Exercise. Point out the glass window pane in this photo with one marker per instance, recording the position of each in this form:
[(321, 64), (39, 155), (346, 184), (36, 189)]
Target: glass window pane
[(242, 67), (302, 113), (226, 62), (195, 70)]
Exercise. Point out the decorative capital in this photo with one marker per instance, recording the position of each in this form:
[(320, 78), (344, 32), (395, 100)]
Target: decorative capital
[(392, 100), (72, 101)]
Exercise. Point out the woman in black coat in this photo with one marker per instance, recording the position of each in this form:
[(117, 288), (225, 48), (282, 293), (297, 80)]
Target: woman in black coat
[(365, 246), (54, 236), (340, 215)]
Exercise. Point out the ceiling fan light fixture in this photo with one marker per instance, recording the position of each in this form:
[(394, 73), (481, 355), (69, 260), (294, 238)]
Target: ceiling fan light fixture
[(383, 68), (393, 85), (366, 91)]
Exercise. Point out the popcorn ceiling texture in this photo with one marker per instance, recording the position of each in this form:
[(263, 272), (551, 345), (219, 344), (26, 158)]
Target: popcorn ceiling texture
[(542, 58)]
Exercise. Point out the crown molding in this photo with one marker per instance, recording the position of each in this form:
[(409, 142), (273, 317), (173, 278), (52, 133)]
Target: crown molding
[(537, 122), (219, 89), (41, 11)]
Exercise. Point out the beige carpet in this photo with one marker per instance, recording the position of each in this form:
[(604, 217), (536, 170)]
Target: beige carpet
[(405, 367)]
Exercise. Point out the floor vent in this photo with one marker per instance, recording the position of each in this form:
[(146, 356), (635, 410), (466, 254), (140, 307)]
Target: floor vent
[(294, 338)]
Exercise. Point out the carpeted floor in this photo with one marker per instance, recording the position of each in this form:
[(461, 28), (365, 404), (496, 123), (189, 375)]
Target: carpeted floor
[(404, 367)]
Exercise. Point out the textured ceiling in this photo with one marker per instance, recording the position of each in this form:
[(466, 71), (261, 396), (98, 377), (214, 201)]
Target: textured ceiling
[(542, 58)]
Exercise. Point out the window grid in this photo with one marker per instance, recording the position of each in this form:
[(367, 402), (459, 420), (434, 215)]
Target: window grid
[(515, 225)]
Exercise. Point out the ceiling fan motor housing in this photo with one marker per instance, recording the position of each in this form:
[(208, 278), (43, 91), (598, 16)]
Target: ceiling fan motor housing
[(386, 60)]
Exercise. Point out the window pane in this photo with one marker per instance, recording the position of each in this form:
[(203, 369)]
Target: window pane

** WORK REQUIRED **
Rewrite every entry above with "marker" replaced by "dot" wherever it occurs, and leave everything else unchanged.

** WRITTEN RESPONSE **
Exercise. Point out the glass window pane in this photo with one dot per instance, recording the position of each in this form:
[(321, 64), (39, 155), (346, 184), (36, 189)]
Target: glass window pane
[(242, 67), (302, 113), (226, 62), (195, 70)]
Exercise. Point out the decorative capital in this photo with one dot per instance, recording the position of each in this form:
[(320, 78), (344, 32), (395, 100)]
Target: decorative capital
[(392, 100), (72, 101)]
Exercise. Point out the woman in black coat in this photo with one dot per instance, recording the position of each in this form:
[(117, 288), (225, 48), (282, 293), (297, 80)]
Target: woman in black coat
[(365, 246), (54, 236), (340, 215)]
Exercise. Point out the ceiling fan light fixture in this photo with one dot per instance, recording the position of each in this form:
[(394, 73), (481, 355), (69, 260), (294, 238)]
Target: ceiling fan light fixture
[(383, 68), (393, 85), (366, 91)]
Exercise. Point out the popcorn ceiling texture in this photo with one dot per instance, recording the position of each in this form:
[(263, 272), (551, 345), (219, 344), (26, 158)]
Target: popcorn ceiling texture
[(542, 58)]
Exercise. Point out the crown molding in this photo with one dot per instance, recording the position of each in this form:
[(409, 142), (273, 317), (173, 278), (52, 133)]
Target: crown molding
[(537, 122), (219, 89), (41, 11)]
Exercise. Point out the beige carpet in this photo with one dot per instance, recording the position of each in this form:
[(604, 217), (536, 170)]
Target: beige carpet
[(405, 367)]
Exercise. Point out the floor vent in this photo with one dot per instance, recording the position of each in this form:
[(146, 356), (635, 410), (466, 254), (140, 307)]
Target: floor vent
[(294, 338)]
Exercise. Point out the carpeted floor in this photo with one dot per instance, recording the position of each in this form:
[(461, 28), (365, 404), (496, 123), (189, 375)]
Target: carpeted floor
[(404, 367)]
Exercise. Point out the textured ceiling in this photo with one dot per instance, recording the position of each in this form:
[(466, 71), (261, 396), (98, 377), (214, 201)]
Target: textured ceiling
[(542, 58)]
Exercise. Point out the window grid in this photo with one dot per instance, recording the position of each in this form:
[(367, 402), (459, 420), (434, 215)]
Target: window grid
[(515, 225)]
Exercise. Point out the ceiling fan motor housing in this photo with one dot per instance, recording the position of each in this form:
[(208, 278), (43, 91), (598, 16)]
Target: ceiling fan motor housing
[(386, 60)]
Exercise. Point out the window pane in this photo with one dot per instance, recording the position of each in this form:
[(203, 369)]
Target: window pane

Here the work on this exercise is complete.